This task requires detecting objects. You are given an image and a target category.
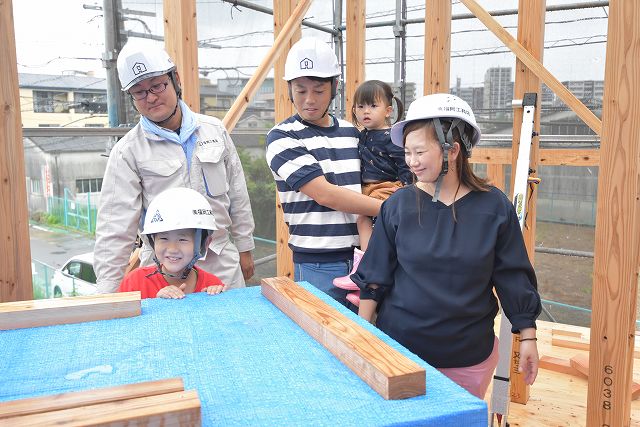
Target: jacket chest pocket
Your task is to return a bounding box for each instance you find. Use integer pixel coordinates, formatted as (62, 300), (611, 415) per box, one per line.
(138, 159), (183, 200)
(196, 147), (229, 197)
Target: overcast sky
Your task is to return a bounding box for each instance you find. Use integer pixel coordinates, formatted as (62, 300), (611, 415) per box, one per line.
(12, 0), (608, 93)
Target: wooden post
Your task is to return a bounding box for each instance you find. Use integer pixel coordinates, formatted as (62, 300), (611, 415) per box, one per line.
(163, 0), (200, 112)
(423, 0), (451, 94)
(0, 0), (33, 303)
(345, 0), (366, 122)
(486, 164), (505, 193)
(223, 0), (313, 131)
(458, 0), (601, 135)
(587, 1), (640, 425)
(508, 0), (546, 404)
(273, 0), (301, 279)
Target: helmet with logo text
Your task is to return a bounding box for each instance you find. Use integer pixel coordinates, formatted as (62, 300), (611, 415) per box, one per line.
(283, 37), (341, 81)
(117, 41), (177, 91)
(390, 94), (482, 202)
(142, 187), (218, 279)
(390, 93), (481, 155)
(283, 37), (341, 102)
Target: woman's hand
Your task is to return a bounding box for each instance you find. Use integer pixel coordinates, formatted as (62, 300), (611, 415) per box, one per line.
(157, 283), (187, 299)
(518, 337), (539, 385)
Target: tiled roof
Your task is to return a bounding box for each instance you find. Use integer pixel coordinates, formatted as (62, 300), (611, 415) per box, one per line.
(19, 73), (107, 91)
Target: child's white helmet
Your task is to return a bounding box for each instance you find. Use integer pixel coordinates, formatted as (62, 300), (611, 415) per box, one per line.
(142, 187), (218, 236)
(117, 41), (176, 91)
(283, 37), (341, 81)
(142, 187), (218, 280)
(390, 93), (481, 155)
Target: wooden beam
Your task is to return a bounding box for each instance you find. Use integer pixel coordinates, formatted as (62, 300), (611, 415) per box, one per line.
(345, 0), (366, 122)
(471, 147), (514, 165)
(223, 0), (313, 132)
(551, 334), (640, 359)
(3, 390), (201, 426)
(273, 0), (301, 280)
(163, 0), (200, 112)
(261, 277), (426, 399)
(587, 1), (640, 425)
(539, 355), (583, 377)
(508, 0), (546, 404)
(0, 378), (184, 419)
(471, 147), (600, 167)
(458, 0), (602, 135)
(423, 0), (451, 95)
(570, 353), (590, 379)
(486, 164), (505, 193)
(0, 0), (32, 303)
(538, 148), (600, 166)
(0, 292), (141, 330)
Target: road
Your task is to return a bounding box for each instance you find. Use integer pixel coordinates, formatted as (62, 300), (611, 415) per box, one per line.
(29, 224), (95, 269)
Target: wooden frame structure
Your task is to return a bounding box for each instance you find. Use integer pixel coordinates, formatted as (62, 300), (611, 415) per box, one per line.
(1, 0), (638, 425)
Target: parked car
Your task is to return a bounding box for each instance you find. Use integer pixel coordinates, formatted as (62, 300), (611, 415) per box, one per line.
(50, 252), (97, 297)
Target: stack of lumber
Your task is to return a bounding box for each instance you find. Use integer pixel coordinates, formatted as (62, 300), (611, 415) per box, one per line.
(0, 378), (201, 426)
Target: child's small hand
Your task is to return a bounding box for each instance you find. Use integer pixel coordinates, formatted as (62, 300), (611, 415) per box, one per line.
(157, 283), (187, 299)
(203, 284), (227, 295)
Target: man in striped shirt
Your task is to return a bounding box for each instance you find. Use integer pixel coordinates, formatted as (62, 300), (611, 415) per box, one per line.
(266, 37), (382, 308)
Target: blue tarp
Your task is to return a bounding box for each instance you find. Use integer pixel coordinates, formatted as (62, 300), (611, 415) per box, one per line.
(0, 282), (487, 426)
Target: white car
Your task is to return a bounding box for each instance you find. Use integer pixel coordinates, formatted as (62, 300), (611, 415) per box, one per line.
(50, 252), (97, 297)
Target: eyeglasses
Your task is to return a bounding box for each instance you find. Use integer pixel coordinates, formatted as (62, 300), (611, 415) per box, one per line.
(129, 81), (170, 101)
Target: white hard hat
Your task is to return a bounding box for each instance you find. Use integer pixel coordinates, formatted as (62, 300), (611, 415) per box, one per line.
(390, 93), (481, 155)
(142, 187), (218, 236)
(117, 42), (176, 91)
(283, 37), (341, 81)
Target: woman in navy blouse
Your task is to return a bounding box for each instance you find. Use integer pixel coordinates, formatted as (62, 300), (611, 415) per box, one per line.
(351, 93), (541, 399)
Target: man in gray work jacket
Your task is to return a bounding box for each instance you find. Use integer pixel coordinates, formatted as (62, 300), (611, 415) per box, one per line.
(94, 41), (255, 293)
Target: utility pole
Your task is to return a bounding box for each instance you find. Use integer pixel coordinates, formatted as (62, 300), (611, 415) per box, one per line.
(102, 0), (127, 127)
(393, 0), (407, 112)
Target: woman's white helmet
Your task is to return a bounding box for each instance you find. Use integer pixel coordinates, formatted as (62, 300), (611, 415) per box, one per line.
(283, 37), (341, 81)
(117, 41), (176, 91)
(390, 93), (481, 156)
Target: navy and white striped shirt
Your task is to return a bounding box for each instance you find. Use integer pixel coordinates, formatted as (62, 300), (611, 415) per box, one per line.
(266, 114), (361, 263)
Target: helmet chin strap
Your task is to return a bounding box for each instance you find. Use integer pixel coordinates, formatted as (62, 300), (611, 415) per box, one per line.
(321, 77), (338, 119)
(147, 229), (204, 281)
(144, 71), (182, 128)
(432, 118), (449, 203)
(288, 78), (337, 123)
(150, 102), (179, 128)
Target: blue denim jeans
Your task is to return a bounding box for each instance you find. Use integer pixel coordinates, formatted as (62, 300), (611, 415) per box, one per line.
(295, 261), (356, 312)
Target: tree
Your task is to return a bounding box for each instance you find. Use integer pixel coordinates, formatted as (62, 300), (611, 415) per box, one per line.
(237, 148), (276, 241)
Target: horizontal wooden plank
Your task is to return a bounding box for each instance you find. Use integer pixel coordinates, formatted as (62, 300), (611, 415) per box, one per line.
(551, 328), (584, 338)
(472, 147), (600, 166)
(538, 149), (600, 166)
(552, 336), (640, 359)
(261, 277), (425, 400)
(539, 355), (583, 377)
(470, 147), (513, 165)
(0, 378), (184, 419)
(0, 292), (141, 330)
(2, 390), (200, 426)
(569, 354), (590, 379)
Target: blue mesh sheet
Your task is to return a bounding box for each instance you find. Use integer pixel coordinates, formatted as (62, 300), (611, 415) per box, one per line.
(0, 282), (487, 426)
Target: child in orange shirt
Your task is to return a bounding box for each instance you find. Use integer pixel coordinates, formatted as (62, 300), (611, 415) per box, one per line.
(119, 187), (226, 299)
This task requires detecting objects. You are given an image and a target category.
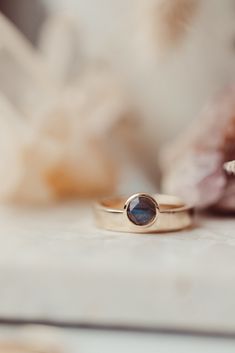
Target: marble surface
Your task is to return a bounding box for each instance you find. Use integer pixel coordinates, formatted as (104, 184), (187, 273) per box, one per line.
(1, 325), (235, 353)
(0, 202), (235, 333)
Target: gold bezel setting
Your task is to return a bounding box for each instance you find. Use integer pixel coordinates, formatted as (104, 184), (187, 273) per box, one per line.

◇ ◇ ◇ ◇ ◇ ◇ ◇

▸ WHAT YOU NEED TO DO
Give only the number of lines in the listing above that include the string "striped".

▸ REPLY TO THE TASK
2